[START OF GIVEN RECORDS]

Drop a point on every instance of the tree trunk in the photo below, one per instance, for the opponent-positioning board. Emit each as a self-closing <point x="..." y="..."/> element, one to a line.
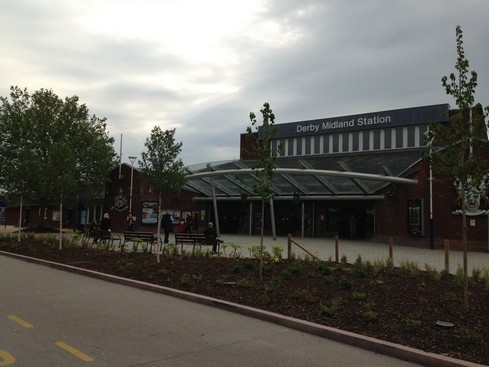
<point x="464" y="242"/>
<point x="158" y="224"/>
<point x="262" y="229"/>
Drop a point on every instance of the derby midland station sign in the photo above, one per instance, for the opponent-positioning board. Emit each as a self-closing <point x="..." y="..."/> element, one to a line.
<point x="366" y="121"/>
<point x="338" y="124"/>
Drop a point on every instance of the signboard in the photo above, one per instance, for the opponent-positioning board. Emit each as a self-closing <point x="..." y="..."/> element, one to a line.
<point x="366" y="121"/>
<point x="149" y="212"/>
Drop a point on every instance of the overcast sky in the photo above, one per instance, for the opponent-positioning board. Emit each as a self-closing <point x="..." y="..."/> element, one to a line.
<point x="202" y="66"/>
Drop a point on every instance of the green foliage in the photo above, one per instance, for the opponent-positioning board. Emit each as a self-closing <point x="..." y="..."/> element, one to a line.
<point x="244" y="283"/>
<point x="359" y="296"/>
<point x="277" y="253"/>
<point x="410" y="268"/>
<point x="345" y="282"/>
<point x="332" y="308"/>
<point x="412" y="323"/>
<point x="458" y="151"/>
<point x="324" y="269"/>
<point x="303" y="295"/>
<point x="258" y="143"/>
<point x="369" y="316"/>
<point x="161" y="168"/>
<point x="160" y="165"/>
<point x="235" y="254"/>
<point x="52" y="149"/>
<point x="453" y="143"/>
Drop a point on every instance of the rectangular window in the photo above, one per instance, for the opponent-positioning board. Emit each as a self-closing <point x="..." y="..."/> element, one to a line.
<point x="366" y="140"/>
<point x="326" y="143"/>
<point x="346" y="142"/>
<point x="377" y="139"/>
<point x="317" y="144"/>
<point x="355" y="146"/>
<point x="299" y="147"/>
<point x="309" y="141"/>
<point x="290" y="151"/>
<point x="388" y="139"/>
<point x="336" y="143"/>
<point x="282" y="147"/>
<point x="422" y="131"/>
<point x="411" y="136"/>
<point x="415" y="217"/>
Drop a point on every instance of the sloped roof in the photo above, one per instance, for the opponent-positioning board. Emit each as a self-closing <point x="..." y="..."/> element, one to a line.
<point x="312" y="176"/>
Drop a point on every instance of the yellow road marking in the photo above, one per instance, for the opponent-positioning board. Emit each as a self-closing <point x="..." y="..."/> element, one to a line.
<point x="20" y="321"/>
<point x="6" y="358"/>
<point x="74" y="351"/>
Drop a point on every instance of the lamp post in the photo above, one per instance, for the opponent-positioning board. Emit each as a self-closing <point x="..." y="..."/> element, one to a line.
<point x="132" y="159"/>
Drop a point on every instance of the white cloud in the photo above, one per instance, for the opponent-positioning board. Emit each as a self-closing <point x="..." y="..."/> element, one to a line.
<point x="201" y="67"/>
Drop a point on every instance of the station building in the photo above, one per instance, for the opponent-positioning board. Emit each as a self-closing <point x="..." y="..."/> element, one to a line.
<point x="366" y="166"/>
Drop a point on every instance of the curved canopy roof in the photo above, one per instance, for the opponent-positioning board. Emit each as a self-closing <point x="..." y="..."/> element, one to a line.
<point x="316" y="177"/>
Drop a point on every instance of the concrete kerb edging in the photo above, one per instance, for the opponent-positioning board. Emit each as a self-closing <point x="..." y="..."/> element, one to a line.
<point x="372" y="344"/>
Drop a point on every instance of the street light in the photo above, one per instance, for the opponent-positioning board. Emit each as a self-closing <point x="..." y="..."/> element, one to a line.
<point x="132" y="159"/>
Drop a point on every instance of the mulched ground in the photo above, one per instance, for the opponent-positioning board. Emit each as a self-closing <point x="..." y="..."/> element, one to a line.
<point x="397" y="305"/>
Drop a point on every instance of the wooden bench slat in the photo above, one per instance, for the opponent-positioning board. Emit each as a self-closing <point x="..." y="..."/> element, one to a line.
<point x="195" y="239"/>
<point x="147" y="237"/>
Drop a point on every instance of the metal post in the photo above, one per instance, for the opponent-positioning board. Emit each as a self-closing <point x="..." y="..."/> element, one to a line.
<point x="132" y="159"/>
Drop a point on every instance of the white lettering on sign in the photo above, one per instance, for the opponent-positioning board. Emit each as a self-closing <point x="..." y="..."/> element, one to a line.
<point x="308" y="128"/>
<point x="373" y="120"/>
<point x="355" y="122"/>
<point x="338" y="124"/>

[END OF GIVEN RECORDS]

GOAL OF THE EXERCISE. Write out all the rows above again, substituting "image" for "photo" and leaving everything else unchanged. Omit the pictures from your answer.

TASK OUTPUT.
Drop a point on every instance of the tree trunk in the image below, one per instance, for the opponent-positioning board. Emit each as a self-closing <point x="..." y="..."/> element, one to a line.
<point x="464" y="242"/>
<point x="158" y="224"/>
<point x="262" y="229"/>
Drop a point on every instance of the derby midland station sign in the image above, one per instance, for the opponent-positioning board. Emit each as a self-closing <point x="..." y="..."/> element, one to a line.
<point x="366" y="121"/>
<point x="338" y="124"/>
Drop a point on every instance of the signboard in the image above, one per instance, for the opponent-positioning board. Emit each as a self-closing <point x="..." y="..."/> element, one to a line.
<point x="366" y="121"/>
<point x="149" y="212"/>
Drop a point on every instance of the overcast sky in the image above, one per instance, for the opponent-positioning board. Emit each as a self-closing <point x="..." y="..."/> element, one to a line.
<point x="202" y="66"/>
Drop a point on every instance of the green foliage in the image above, one per instance, for the opponent-positioning board. Emit each as a self-closing <point x="..." y="..."/> element, one to a line.
<point x="244" y="283"/>
<point x="359" y="296"/>
<point x="277" y="253"/>
<point x="410" y="268"/>
<point x="345" y="282"/>
<point x="332" y="308"/>
<point x="412" y="323"/>
<point x="458" y="151"/>
<point x="324" y="269"/>
<point x="303" y="295"/>
<point x="258" y="143"/>
<point x="369" y="316"/>
<point x="161" y="168"/>
<point x="160" y="165"/>
<point x="235" y="254"/>
<point x="52" y="149"/>
<point x="453" y="143"/>
Drop a point on every instance of the rectangular window in the image above, one per instance, for the opponent-positioning board. Emit each as a self-closing <point x="..." y="..."/> element, one to a line.
<point x="366" y="140"/>
<point x="326" y="143"/>
<point x="346" y="142"/>
<point x="377" y="139"/>
<point x="317" y="144"/>
<point x="355" y="146"/>
<point x="299" y="147"/>
<point x="309" y="141"/>
<point x="290" y="151"/>
<point x="388" y="139"/>
<point x="336" y="143"/>
<point x="282" y="147"/>
<point x="422" y="131"/>
<point x="411" y="136"/>
<point x="415" y="217"/>
Drop a point on every instance of the sloped roof in the image above, one per instance, for the opponent-positioning board. Emit each as a self-closing <point x="..." y="..."/> element, one to a line.
<point x="312" y="176"/>
Drop a point on every instance of the yellow road marking in the image above, one per instance, for the opponent-positioning board. Emit each as a self-closing <point x="..." y="..."/> element, one to a line.
<point x="20" y="321"/>
<point x="6" y="358"/>
<point x="74" y="351"/>
Drop a point on every instance of the lamp post in the image above, one per instance, for the opponent-positioning board. Emit each as a self-closing <point x="..." y="..."/> element, one to a line.
<point x="132" y="159"/>
Drop a point on every instance of the white cloud in the image above, one per instance, for the opponent-positioning board. Emit each as a self-closing <point x="..." y="..."/> element, one to a line.
<point x="201" y="67"/>
Drop a point on every instance of the station building in the image above, one per instance, for the opponent-positioning board. Emit each as a self-closing <point x="..." y="..."/> element, one to a line.
<point x="366" y="166"/>
Drop a point on every instance of the curved canopy roof in the image above, one per instance, for the opponent-positioning board. Emit each as a self-closing <point x="..." y="..."/> element, one to a line.
<point x="316" y="177"/>
Drop a point on every instance of the concrete kerb edging in the image above, one per instance, for the opponent-positioning board. Emit each as a self-closing <point x="..." y="..."/> element, one to a line.
<point x="372" y="344"/>
Drop a point on every instance of the street light in the image above, one per instance, for the opponent-positioning board. Emit each as a self-closing <point x="..." y="..."/> element, one to a line.
<point x="132" y="159"/>
Drop a point on every instance of the mulched ground in the image above, one per instance, for the opponent-positioning board. Emit each as a self-closing <point x="..." y="..."/> element, one to a line.
<point x="397" y="305"/>
Drop a point on every instance of the wooden bench slat in the image above, one per instance, for the opponent-positioning board. Emit each as a self-closing <point x="..." y="..."/> element, one to a line.
<point x="195" y="239"/>
<point x="147" y="237"/>
Drop a point on every instance of the metal post in the image above, one per instance, for the opponent-positioning board. Emit each as a self-closing <point x="..." y="..."/> element, one to a line.
<point x="132" y="159"/>
Drop a point on every instance of the white lettering on sign in the image above, one per instance, for the opponent-positioning board. Emit each as a self-closing <point x="..." y="..."/> element, one to a line.
<point x="308" y="128"/>
<point x="373" y="120"/>
<point x="355" y="122"/>
<point x="338" y="124"/>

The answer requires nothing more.